* **Your task**
Format every one of the records below as a numbered list with one line per item. Omit the blank lines and the pictures.

=== Dataset entries ===

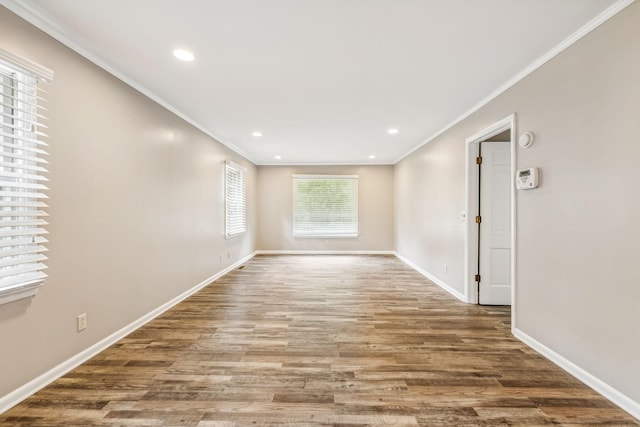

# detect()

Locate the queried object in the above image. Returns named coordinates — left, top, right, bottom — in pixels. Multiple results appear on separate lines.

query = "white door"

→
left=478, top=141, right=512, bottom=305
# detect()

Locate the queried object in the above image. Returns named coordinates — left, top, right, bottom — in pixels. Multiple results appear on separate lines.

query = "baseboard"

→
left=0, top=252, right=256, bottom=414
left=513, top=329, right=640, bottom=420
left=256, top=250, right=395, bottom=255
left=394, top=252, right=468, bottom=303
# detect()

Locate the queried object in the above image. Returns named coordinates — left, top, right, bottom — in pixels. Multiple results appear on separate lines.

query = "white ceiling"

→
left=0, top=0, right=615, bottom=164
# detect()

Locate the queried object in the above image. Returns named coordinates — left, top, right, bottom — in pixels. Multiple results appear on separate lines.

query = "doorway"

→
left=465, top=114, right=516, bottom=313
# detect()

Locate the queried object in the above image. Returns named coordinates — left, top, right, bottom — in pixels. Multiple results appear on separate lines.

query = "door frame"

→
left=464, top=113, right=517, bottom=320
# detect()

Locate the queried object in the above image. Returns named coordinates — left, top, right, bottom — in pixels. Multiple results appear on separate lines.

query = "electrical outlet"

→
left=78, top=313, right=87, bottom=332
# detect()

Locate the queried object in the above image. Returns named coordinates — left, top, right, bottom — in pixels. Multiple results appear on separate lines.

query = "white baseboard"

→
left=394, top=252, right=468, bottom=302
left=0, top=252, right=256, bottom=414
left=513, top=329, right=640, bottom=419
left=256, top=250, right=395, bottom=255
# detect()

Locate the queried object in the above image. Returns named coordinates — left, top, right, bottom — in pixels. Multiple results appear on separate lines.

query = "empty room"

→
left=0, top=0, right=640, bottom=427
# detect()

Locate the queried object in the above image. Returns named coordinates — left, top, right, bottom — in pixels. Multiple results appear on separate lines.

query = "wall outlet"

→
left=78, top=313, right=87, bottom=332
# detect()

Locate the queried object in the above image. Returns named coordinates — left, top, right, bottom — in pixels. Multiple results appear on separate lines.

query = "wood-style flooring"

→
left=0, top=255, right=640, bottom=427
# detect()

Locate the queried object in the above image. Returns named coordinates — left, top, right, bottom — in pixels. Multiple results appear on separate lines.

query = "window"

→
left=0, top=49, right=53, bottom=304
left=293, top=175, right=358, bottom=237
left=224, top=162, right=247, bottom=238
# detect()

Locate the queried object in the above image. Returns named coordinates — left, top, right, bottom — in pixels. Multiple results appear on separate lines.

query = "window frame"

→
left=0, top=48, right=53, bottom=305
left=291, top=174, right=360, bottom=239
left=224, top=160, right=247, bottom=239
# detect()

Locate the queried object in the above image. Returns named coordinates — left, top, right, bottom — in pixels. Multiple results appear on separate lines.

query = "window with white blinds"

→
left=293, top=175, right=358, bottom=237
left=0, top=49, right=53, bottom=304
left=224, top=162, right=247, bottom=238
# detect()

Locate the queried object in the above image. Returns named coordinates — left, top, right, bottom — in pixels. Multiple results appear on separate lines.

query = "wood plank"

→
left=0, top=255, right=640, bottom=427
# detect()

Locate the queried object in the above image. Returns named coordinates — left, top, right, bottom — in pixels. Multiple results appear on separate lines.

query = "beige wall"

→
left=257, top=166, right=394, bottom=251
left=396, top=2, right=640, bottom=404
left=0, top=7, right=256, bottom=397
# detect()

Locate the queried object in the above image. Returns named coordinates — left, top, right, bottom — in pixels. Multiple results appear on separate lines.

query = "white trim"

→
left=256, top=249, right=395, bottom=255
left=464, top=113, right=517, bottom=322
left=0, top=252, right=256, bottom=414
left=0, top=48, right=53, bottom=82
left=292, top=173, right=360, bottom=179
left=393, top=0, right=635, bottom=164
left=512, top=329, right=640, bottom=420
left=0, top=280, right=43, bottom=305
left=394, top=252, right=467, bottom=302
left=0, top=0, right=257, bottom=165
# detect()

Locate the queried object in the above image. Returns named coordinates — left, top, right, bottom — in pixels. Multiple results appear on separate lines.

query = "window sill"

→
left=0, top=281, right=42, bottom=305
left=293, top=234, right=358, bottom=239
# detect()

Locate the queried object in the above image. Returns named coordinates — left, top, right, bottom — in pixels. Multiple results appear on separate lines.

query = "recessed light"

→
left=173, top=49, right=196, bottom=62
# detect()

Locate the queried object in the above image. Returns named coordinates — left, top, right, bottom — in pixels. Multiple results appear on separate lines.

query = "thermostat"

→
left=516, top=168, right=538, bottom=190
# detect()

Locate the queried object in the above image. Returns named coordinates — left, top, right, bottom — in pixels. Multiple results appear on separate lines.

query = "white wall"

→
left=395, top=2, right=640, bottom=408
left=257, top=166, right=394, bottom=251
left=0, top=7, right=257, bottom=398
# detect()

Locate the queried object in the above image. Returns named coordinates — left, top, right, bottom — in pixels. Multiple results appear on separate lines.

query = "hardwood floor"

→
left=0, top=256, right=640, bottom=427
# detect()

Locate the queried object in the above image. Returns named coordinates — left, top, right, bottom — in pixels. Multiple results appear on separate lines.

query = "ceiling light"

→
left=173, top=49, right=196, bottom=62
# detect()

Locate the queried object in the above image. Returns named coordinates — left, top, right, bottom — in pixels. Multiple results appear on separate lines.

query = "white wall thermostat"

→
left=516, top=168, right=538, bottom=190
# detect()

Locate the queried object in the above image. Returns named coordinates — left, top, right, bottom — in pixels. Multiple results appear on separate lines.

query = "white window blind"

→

===

* **Answer for this exercise**
1. # detect()
2. Locate the queried object in the above image. Returns named coordinates — left, top, right, bottom — in pixels. Multiple results appear on separate lines.
3. query = "white door"
4. →
5. left=478, top=141, right=512, bottom=305
6. # detect()
7. Locate the queried object in the above image. Returns named coordinates — left, top, right, bottom — in pixels. Multiple results appear on separate lines.
8. query = "baseboard"
9. →
10. left=0, top=252, right=256, bottom=414
11. left=513, top=329, right=640, bottom=420
12. left=256, top=250, right=395, bottom=255
13. left=394, top=252, right=468, bottom=303
14. # detect()
15. Locate the queried object in the above image. Returns named coordinates — left, top, right, bottom — in pixels. Multiple results appear on separate lines.
16. query = "white ceiling"
17. →
18. left=0, top=0, right=615, bottom=164
19. # detect()
20. Locate the queried object in the above image. Returns named coordinates — left, top, right, bottom — in pixels. Multiple results appear on separate lines.
21. query = "doorway"
22. →
23. left=465, top=114, right=516, bottom=313
24. # detect()
25. Locate the queried object in the above image. Returns named coordinates — left, top, right, bottom — in pixels. Multiple results appear on separate lines.
26. query = "door frame"
27. →
28. left=464, top=113, right=517, bottom=320
29. # detect()
30. Locate the queried object in the above image. Returns named coordinates — left, top, right, bottom — in pixels. Multiple results appear on separate lines.
31. query = "electrical outlet"
32. →
33. left=78, top=313, right=87, bottom=332
34. # detect()
35. Locate the queried object in the above image. Returns named coordinates — left, top, right, bottom — in pixels. Multiple results appear on separate lines.
36. query = "white baseboard"
37. →
38. left=394, top=252, right=468, bottom=302
39. left=0, top=252, right=256, bottom=414
40. left=513, top=329, right=640, bottom=419
41. left=256, top=250, right=395, bottom=255
42. # detect()
43. Locate the queried object in the above image. Returns named coordinates — left, top, right, bottom — in pixels. Multiple results appear on separate lines.
44. query = "empty room"
45. →
46. left=0, top=0, right=640, bottom=427
47. # detect()
48. Locate the queried object in the above image. Returns named coordinates — left, top, right, bottom — in pixels. Multiple results appear on separate lines.
49. query = "wall outlet"
50. →
51. left=78, top=313, right=87, bottom=332
52. # detect()
53. Locate the queried object in the above image. Returns named coordinates — left, top, right, bottom — in pixels. Multiple results appear on separate lines.
54. query = "wood-style flooring"
55. →
56. left=0, top=255, right=640, bottom=427
57. # detect()
58. Locate the queried object in the above image. Returns named coordinates — left, top, right, bottom — in pixels. Multiple results appear on separate lines.
59. query = "window"
60. →
61. left=0, top=49, right=53, bottom=304
62. left=293, top=175, right=358, bottom=237
63. left=224, top=162, right=247, bottom=238
64. # detect()
65. Locate the queried object in the above image. Returns named coordinates — left, top, right, bottom — in pixels. Multiple results appear on separate lines.
66. query = "window frame"
67. →
68. left=0, top=48, right=53, bottom=305
69. left=291, top=174, right=360, bottom=239
70. left=224, top=160, right=247, bottom=239
71. # detect()
72. Locate the queried object in the above image. Returns named coordinates — left, top, right, bottom — in pixels. Multiple results appear on separate lines.
73. query = "window with white blinds"
74. →
75. left=293, top=175, right=358, bottom=237
76. left=0, top=49, right=53, bottom=304
77. left=224, top=162, right=247, bottom=238
78. # detect()
79. Locate the queried object in the above image. Returns named coordinates — left, top, right, bottom — in pixels. Multiple results appear on separate lines.
80. query = "wood plank"
81. →
82. left=0, top=255, right=640, bottom=427
83. # detect()
84. Locate the queried object in the above image. Returns named coordinates — left, top, right, bottom — in pixels. Multiple results appear on separate lines.
85. query = "beige wall"
86. →
87. left=257, top=166, right=394, bottom=251
88. left=396, top=2, right=640, bottom=404
89. left=0, top=7, right=256, bottom=397
90. # detect()
91. Locate the queried object in the above image. Returns named coordinates — left, top, right, bottom — in pixels. Multiple results appear on separate lines.
92. query = "white trim"
93. →
94. left=256, top=249, right=395, bottom=255
95. left=464, top=113, right=517, bottom=322
96. left=0, top=252, right=256, bottom=414
97. left=0, top=48, right=53, bottom=82
98. left=292, top=173, right=360, bottom=179
99. left=393, top=0, right=635, bottom=164
100. left=512, top=329, right=640, bottom=420
101. left=0, top=280, right=43, bottom=305
102. left=394, top=252, right=467, bottom=302
103. left=0, top=0, right=257, bottom=165
104. # detect()
105. Locate the queried object in the above image. Returns named coordinates — left, top, right, bottom — in pixels. Multiple results appear on separate lines.
106. query = "window sill"
107. →
108. left=0, top=281, right=42, bottom=305
109. left=293, top=234, right=358, bottom=239
110. # detect()
111. Locate the queried object in the above image. Returns named coordinates — left, top, right, bottom — in pixels. Multiple results appear on separate lines.
112. query = "recessed light"
113. →
114. left=173, top=49, right=196, bottom=62
115. # detect()
116. Locate the queried object in the above image. Returns named coordinates — left, top, right, bottom — in pixels. Multiple results appear on separate lines.
117. query = "thermostat"
118. →
119. left=516, top=168, right=538, bottom=190
120. # detect()
121. Locate the queried object in the above image. Returns named coordinates — left, top, right, bottom — in pixels. Multiple results appear on separate lines.
122. query = "white wall"
123. →
124. left=395, top=2, right=640, bottom=408
125. left=257, top=166, right=394, bottom=251
126. left=0, top=7, right=257, bottom=398
127. # detect()
128. Locate the queried object in the above image. Returns named coordinates — left, top, right, bottom — in pixels. Multiple results appear on separate lines.
129. query = "hardwood floor"
130. →
131. left=0, top=256, right=640, bottom=427
132. # detect()
133. Locate the queried object in the above image. Returns named coordinates — left, top, right, bottom — in pixels. Multiple results appear on separate lines.
134. query = "ceiling light"
135. →
136. left=173, top=49, right=196, bottom=62
137. # detect()
138. Locate the queried object in the above image. Returns named coordinates — left, top, right, bottom — in pixels. Multiple results appear on separate lines.
139. query = "white wall thermostat"
140. →
141. left=516, top=168, right=538, bottom=190
142. # detect()
143. Locate the queried object in the above image. Returns named coordinates — left, top, right, bottom — in pixels. Multiple results appear on separate lines.
144. query = "white window blind"
145. →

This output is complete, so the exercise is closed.